### GIVEN INFORMATION

□ □ □ □ □

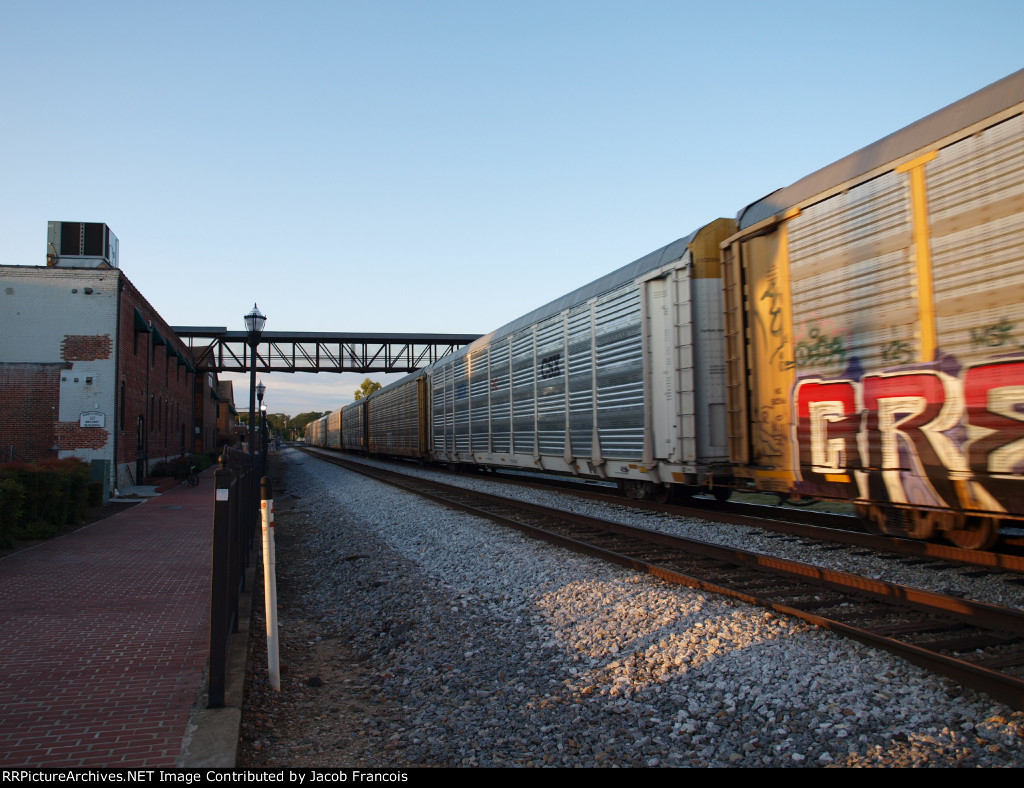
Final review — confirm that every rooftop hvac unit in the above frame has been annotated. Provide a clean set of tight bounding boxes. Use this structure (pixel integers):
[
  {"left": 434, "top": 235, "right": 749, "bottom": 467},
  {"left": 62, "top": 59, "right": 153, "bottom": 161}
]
[{"left": 46, "top": 222, "right": 118, "bottom": 268}]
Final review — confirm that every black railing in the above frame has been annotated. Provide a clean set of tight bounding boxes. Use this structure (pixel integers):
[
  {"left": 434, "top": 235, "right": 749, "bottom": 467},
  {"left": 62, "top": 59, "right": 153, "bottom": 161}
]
[{"left": 207, "top": 448, "right": 264, "bottom": 708}]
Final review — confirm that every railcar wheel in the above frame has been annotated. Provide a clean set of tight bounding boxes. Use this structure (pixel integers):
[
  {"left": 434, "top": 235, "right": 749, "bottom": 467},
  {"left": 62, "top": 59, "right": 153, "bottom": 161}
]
[
  {"left": 906, "top": 510, "right": 949, "bottom": 539},
  {"left": 650, "top": 484, "right": 672, "bottom": 504},
  {"left": 945, "top": 517, "right": 999, "bottom": 550},
  {"left": 620, "top": 479, "right": 654, "bottom": 500}
]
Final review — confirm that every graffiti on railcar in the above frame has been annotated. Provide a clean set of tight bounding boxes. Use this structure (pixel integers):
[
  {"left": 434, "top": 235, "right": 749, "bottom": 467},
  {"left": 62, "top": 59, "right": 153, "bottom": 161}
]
[
  {"left": 793, "top": 356, "right": 1024, "bottom": 512},
  {"left": 793, "top": 323, "right": 846, "bottom": 369},
  {"left": 761, "top": 278, "right": 792, "bottom": 368},
  {"left": 882, "top": 340, "right": 913, "bottom": 364},
  {"left": 971, "top": 317, "right": 1024, "bottom": 349}
]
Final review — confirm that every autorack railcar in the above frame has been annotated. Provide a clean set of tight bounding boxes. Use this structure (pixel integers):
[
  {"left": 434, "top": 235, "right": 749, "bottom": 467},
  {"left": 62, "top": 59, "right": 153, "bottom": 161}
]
[
  {"left": 307, "top": 71, "right": 1024, "bottom": 549},
  {"left": 723, "top": 71, "right": 1024, "bottom": 548}
]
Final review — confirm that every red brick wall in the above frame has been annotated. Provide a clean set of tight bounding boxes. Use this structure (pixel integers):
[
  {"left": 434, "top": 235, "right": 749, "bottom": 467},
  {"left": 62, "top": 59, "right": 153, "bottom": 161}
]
[
  {"left": 60, "top": 334, "right": 114, "bottom": 361},
  {"left": 0, "top": 363, "right": 65, "bottom": 462},
  {"left": 114, "top": 277, "right": 194, "bottom": 472}
]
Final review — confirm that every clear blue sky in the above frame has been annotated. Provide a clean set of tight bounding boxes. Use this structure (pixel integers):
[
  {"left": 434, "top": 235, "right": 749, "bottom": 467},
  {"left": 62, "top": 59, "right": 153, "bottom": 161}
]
[{"left": 0, "top": 0, "right": 1024, "bottom": 414}]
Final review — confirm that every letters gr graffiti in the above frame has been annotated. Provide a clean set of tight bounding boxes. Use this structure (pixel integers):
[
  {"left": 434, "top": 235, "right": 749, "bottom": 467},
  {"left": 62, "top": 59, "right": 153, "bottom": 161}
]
[{"left": 793, "top": 356, "right": 1024, "bottom": 515}]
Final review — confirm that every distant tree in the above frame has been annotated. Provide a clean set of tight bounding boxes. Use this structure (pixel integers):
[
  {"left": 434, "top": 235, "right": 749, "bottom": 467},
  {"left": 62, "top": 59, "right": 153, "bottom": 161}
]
[{"left": 354, "top": 378, "right": 382, "bottom": 399}]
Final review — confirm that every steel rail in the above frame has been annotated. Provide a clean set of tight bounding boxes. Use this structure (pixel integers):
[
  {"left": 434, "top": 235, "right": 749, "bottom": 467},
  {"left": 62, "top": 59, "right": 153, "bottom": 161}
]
[{"left": 305, "top": 452, "right": 1024, "bottom": 709}]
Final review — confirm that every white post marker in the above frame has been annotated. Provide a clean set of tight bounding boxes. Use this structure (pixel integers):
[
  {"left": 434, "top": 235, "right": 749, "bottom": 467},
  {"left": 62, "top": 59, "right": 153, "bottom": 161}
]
[{"left": 260, "top": 476, "right": 281, "bottom": 692}]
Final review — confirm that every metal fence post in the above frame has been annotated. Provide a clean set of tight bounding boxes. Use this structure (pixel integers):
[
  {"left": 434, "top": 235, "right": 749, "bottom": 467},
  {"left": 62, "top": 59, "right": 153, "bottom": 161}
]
[{"left": 207, "top": 456, "right": 233, "bottom": 708}]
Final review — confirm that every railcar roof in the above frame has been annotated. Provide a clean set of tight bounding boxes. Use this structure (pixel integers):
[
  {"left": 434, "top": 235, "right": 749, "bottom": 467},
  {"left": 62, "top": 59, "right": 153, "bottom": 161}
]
[
  {"left": 737, "top": 69, "right": 1024, "bottom": 229},
  {"left": 444, "top": 228, "right": 699, "bottom": 363}
]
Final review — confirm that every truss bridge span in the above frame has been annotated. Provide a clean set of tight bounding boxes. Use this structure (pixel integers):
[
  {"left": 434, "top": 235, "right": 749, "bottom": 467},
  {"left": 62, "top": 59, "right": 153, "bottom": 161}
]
[{"left": 171, "top": 325, "right": 480, "bottom": 374}]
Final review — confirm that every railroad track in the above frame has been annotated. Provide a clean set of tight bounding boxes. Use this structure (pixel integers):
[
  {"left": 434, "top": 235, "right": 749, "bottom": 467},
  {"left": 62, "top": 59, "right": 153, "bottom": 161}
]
[{"left": 301, "top": 452, "right": 1024, "bottom": 709}]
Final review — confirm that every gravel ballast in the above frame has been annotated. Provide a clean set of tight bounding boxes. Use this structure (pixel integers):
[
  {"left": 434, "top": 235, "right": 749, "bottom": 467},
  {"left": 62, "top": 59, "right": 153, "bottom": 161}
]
[{"left": 241, "top": 448, "right": 1024, "bottom": 767}]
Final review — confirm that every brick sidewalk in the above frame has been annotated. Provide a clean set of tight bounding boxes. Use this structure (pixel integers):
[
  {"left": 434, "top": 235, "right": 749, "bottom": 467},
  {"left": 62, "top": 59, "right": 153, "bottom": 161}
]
[{"left": 0, "top": 474, "right": 214, "bottom": 768}]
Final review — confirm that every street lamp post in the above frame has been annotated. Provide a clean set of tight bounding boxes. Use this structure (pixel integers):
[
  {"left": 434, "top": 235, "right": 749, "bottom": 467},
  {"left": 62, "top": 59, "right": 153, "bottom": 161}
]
[
  {"left": 245, "top": 304, "right": 266, "bottom": 456},
  {"left": 256, "top": 381, "right": 266, "bottom": 473}
]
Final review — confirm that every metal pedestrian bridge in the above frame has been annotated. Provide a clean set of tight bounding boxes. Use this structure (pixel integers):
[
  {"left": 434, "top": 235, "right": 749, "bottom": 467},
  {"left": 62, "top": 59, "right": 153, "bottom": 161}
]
[{"left": 171, "top": 325, "right": 480, "bottom": 373}]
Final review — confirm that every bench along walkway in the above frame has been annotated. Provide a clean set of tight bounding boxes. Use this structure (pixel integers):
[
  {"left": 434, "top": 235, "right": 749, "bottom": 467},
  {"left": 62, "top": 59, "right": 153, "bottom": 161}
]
[{"left": 0, "top": 473, "right": 214, "bottom": 768}]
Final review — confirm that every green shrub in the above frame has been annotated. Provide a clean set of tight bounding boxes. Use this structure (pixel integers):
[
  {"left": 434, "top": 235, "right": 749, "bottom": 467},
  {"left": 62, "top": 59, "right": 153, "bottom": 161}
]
[
  {"left": 0, "top": 479, "right": 25, "bottom": 548},
  {"left": 0, "top": 457, "right": 89, "bottom": 539}
]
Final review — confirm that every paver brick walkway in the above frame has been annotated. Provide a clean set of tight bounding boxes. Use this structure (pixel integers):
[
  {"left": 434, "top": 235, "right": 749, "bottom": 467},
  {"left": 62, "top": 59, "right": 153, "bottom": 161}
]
[{"left": 0, "top": 474, "right": 214, "bottom": 768}]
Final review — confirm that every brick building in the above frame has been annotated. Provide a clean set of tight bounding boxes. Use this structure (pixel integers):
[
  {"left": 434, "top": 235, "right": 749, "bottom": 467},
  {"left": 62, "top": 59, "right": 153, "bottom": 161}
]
[{"left": 0, "top": 222, "right": 216, "bottom": 488}]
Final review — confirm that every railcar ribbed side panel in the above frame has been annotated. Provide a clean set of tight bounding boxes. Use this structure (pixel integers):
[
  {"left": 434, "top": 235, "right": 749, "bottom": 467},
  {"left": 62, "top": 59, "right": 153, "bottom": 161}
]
[
  {"left": 594, "top": 286, "right": 644, "bottom": 459},
  {"left": 566, "top": 304, "right": 594, "bottom": 457},
  {"left": 512, "top": 327, "right": 537, "bottom": 454},
  {"left": 926, "top": 116, "right": 1024, "bottom": 359},
  {"left": 537, "top": 315, "right": 565, "bottom": 456},
  {"left": 785, "top": 167, "right": 920, "bottom": 377},
  {"left": 488, "top": 339, "right": 512, "bottom": 453}
]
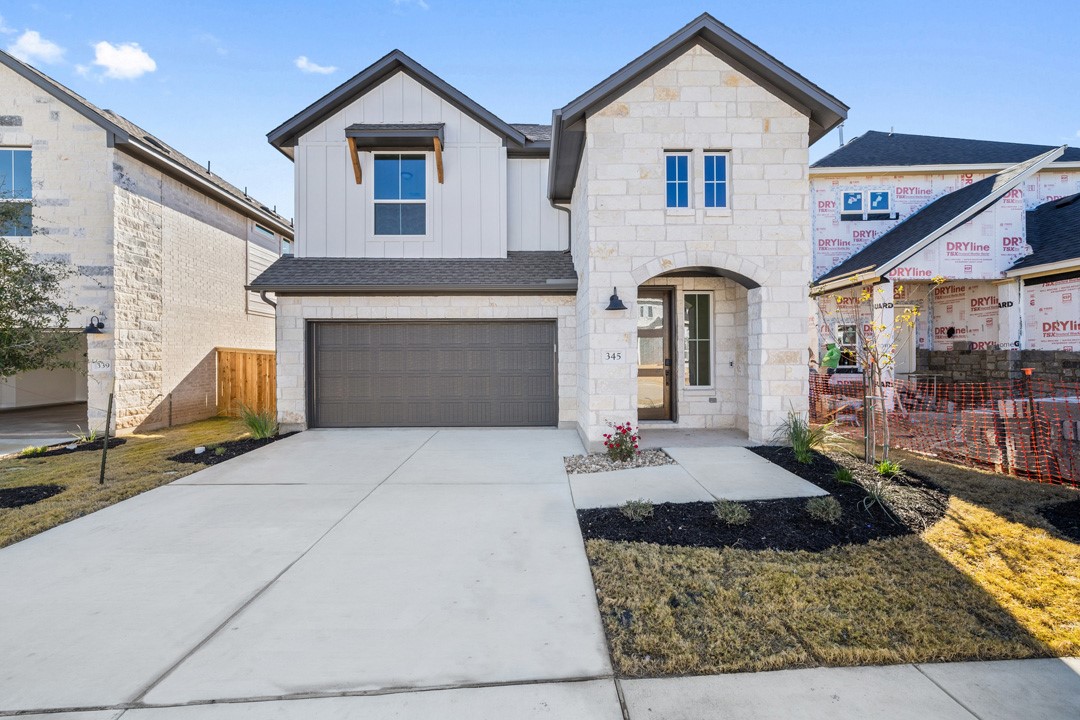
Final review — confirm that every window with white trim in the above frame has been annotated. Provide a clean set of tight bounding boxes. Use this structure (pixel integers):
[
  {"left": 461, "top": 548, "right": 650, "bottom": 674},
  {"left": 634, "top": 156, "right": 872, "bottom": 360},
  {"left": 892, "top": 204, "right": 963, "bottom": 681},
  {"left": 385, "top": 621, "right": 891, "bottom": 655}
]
[
  {"left": 704, "top": 152, "right": 728, "bottom": 207},
  {"left": 683, "top": 293, "right": 713, "bottom": 388},
  {"left": 664, "top": 152, "right": 690, "bottom": 207},
  {"left": 0, "top": 148, "right": 33, "bottom": 237},
  {"left": 374, "top": 153, "right": 428, "bottom": 235}
]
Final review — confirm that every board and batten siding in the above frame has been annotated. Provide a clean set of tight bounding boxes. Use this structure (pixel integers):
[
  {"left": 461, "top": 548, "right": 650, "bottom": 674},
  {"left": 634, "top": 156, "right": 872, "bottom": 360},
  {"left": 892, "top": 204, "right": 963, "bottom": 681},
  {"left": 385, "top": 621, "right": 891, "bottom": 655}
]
[
  {"left": 507, "top": 158, "right": 570, "bottom": 250},
  {"left": 295, "top": 72, "right": 508, "bottom": 258}
]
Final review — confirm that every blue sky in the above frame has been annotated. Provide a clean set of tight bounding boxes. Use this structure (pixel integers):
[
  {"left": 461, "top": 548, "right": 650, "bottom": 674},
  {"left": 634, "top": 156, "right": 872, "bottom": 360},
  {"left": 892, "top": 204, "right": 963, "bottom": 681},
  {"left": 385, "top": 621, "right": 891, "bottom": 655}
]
[{"left": 0, "top": 0, "right": 1080, "bottom": 217}]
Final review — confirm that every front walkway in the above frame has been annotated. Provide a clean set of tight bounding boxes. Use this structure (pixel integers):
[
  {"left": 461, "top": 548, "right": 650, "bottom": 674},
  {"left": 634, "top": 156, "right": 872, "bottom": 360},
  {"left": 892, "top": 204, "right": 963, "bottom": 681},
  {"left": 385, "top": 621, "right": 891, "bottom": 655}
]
[{"left": 0, "top": 430, "right": 1080, "bottom": 720}]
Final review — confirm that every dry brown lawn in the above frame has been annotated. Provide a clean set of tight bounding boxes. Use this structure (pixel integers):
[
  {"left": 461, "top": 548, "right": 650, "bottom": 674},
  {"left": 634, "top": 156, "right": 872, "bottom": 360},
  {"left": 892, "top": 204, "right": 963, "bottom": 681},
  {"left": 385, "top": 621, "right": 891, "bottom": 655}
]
[
  {"left": 0, "top": 418, "right": 247, "bottom": 547},
  {"left": 586, "top": 446, "right": 1080, "bottom": 677}
]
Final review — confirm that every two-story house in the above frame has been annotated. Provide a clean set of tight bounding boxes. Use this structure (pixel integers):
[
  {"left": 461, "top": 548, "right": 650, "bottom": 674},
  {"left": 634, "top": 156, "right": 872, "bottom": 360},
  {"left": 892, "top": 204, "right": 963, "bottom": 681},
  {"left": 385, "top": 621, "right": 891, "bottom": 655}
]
[
  {"left": 0, "top": 52, "right": 293, "bottom": 432},
  {"left": 249, "top": 15, "right": 847, "bottom": 448}
]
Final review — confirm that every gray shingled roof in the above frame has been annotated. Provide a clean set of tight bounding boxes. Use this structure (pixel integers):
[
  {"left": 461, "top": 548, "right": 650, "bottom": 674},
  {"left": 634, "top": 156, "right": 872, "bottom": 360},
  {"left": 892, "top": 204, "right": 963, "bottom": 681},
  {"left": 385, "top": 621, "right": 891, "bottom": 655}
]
[
  {"left": 1010, "top": 193, "right": 1080, "bottom": 270},
  {"left": 0, "top": 51, "right": 291, "bottom": 228},
  {"left": 248, "top": 250, "right": 578, "bottom": 295},
  {"left": 811, "top": 131, "right": 1080, "bottom": 167},
  {"left": 816, "top": 175, "right": 998, "bottom": 283}
]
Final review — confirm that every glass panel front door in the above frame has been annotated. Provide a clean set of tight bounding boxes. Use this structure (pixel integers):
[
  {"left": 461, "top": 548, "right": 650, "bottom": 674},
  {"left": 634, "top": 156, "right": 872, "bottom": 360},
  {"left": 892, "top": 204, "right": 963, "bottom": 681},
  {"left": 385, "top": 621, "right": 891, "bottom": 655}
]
[{"left": 637, "top": 288, "right": 672, "bottom": 420}]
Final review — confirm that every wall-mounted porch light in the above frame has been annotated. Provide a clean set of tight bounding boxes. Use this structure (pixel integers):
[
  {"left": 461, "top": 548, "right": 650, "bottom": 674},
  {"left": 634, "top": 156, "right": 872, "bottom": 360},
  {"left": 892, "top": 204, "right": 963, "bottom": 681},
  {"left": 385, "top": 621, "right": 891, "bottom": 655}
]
[
  {"left": 607, "top": 287, "right": 626, "bottom": 310},
  {"left": 82, "top": 315, "right": 105, "bottom": 335}
]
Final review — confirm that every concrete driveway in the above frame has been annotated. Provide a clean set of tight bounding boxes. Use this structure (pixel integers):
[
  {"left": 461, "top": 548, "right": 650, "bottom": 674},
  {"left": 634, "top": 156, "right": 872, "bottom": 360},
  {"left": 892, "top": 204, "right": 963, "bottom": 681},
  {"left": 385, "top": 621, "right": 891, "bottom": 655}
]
[{"left": 0, "top": 430, "right": 1080, "bottom": 720}]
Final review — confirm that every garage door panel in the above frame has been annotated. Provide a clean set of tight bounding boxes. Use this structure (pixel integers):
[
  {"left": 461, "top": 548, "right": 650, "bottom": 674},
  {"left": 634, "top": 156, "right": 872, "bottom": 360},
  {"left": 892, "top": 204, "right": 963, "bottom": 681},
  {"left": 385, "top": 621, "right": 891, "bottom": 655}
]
[{"left": 312, "top": 321, "right": 557, "bottom": 426}]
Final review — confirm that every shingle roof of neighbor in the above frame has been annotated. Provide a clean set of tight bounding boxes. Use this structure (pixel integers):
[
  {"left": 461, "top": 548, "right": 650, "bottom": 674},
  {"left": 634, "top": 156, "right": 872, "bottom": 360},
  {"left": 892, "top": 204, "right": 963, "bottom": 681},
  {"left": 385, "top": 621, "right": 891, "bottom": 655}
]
[
  {"left": 818, "top": 175, "right": 999, "bottom": 282},
  {"left": 0, "top": 51, "right": 291, "bottom": 228},
  {"left": 248, "top": 250, "right": 578, "bottom": 294},
  {"left": 811, "top": 131, "right": 1080, "bottom": 167},
  {"left": 1010, "top": 193, "right": 1080, "bottom": 270}
]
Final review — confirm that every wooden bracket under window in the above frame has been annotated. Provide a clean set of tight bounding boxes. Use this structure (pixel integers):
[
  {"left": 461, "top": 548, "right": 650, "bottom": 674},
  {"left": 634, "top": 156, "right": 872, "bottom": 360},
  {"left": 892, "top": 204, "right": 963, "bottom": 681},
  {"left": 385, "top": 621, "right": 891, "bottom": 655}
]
[
  {"left": 347, "top": 137, "right": 362, "bottom": 185},
  {"left": 432, "top": 137, "right": 443, "bottom": 185}
]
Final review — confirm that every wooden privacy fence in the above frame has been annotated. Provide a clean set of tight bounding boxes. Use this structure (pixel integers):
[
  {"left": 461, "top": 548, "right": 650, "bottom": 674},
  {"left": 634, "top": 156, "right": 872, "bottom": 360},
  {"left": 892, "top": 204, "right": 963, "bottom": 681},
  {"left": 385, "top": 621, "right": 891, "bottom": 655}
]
[{"left": 217, "top": 348, "right": 278, "bottom": 417}]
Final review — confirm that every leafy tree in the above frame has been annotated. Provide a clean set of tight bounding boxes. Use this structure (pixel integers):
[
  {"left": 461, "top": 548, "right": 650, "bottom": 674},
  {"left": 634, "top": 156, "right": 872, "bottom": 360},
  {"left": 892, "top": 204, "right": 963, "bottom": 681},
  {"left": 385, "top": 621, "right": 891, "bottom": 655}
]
[{"left": 0, "top": 203, "right": 79, "bottom": 378}]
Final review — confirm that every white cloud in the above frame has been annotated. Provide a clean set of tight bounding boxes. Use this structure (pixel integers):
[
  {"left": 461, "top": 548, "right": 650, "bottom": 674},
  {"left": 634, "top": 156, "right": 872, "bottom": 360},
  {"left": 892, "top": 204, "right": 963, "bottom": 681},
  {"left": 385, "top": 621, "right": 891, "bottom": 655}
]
[
  {"left": 94, "top": 40, "right": 158, "bottom": 80},
  {"left": 8, "top": 30, "right": 64, "bottom": 65},
  {"left": 296, "top": 55, "right": 337, "bottom": 74}
]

□ □ □ □ □

### TASK TO COMPLETE
Pull out each line of the data above that contains the word "wooden", treating uppercase and lowercase as different.

### EXERCISE OUTPUT
Final review — confirm that every wooden bracket under window in the above frame has been annotated. Provide a clean set of tight bounding boxes. Use this structure (pixel integers):
Final review — confirm that every wooden privacy fence in the above frame has been annotated. Provide a clean set of tight bounding boxes. Use this structure (pixel integers):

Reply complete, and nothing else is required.